▶ Exercise data

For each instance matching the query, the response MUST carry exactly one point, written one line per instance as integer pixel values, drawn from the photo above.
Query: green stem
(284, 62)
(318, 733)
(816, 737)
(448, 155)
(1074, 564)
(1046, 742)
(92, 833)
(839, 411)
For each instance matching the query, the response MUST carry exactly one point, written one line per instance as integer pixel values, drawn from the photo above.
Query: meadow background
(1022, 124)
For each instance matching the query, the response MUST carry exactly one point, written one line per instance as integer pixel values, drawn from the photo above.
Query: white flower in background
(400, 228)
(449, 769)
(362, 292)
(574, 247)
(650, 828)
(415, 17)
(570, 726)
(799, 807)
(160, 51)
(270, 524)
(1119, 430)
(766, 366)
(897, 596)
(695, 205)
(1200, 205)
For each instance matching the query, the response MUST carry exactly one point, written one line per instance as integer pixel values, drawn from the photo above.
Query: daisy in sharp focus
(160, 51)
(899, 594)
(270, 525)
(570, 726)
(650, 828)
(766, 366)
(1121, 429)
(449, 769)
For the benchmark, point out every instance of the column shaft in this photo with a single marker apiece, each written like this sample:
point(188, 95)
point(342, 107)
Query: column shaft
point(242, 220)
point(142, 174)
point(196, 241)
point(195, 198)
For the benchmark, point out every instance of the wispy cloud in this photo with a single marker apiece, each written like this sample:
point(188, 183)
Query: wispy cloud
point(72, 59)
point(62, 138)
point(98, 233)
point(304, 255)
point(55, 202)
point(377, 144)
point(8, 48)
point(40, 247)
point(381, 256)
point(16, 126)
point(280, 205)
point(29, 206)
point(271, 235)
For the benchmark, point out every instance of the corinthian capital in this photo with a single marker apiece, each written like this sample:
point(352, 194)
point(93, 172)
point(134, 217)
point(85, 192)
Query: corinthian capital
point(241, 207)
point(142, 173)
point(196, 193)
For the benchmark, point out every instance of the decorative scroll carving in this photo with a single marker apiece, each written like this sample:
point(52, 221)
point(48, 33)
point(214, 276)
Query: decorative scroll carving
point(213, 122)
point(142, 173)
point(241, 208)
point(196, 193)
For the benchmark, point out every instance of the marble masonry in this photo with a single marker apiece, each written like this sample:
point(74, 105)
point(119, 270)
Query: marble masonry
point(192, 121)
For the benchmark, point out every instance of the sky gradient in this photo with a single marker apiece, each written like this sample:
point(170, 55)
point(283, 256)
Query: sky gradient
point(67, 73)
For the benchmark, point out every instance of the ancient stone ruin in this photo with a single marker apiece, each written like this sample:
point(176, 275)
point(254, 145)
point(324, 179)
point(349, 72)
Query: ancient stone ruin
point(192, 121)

▶ What the exercise asks
Reproduce all of the data above word for word, keeping every line in its original order.

▶ Full response
For each instance matching the query, the response MUST carry exactly one point, written one line per instance as integer pixel values, drawn from the photo above.
Query: green stem
(284, 62)
(318, 733)
(816, 737)
(448, 155)
(1074, 564)
(1046, 742)
(92, 833)
(839, 411)
For each instance matching the query, the response MUST carry exactly one point, written one line per instance as integer pixel values, drawn from the photo above.
Query: meadow background
(1022, 124)
For each instance matching the query, the response MUST carry exactly one point, written one line per instance as integer pixel values, drawn from the photo above.
Query: white flower in background
(400, 228)
(449, 769)
(362, 292)
(574, 247)
(650, 828)
(415, 17)
(570, 726)
(799, 807)
(160, 51)
(270, 524)
(1119, 430)
(766, 366)
(897, 596)
(695, 205)
(1200, 205)
For each instance matching the query, the response MUST carry exactly one point, written one line per instance as integer pixel values, drawn from the photo above.
Query: daisy in sharp focus
(160, 51)
(899, 594)
(270, 525)
(570, 726)
(650, 828)
(766, 366)
(1121, 429)
(449, 769)
For the benchmark, point out every instance of the column shaft in this photo with a single marker apiece, each written like this sample:
point(188, 95)
point(342, 107)
Query: column shaft
point(242, 220)
point(142, 174)
point(196, 241)
point(195, 198)
For the benchmark, point out every instance of the wispy cloud in this photo with a single marker apiece, each written like this sample:
point(188, 183)
Query: wispy cloud
point(72, 59)
point(62, 138)
point(98, 233)
point(304, 255)
point(55, 202)
point(377, 144)
point(8, 48)
point(40, 247)
point(381, 256)
point(16, 126)
point(280, 205)
point(29, 206)
point(271, 235)
For the benchmark, point out every instance of the corinthian capital in this photo with a single marker apiece, each written like this sample:
point(352, 194)
point(93, 172)
point(134, 217)
point(85, 192)
Query: corinthian capital
point(241, 207)
point(142, 173)
point(196, 193)
For the benchmark, point out every instance of the decorative scroll carving in this photo with a single marker apiece, each written like this sample:
point(52, 221)
point(48, 33)
point(214, 276)
Query: decorative scroll carving
point(213, 122)
point(142, 173)
point(241, 208)
point(196, 193)
For the benchmark, point out every instance of the marble masonry in this photo with a single marker apiece, each written like this sample:
point(74, 105)
point(119, 270)
Query: marble masonry
point(192, 121)
For the benchmark, point out every instance of the sky gradient in this photo with a single marker apiece, each written like this sample:
point(170, 55)
point(283, 256)
Query: sky gradient
point(67, 73)
For the benchmark, point out every instance of the ancient stone ruin in this photo with a single marker apiece, each written like this sample:
point(176, 275)
point(254, 145)
point(324, 179)
point(349, 72)
Query: ancient stone ruin
point(192, 121)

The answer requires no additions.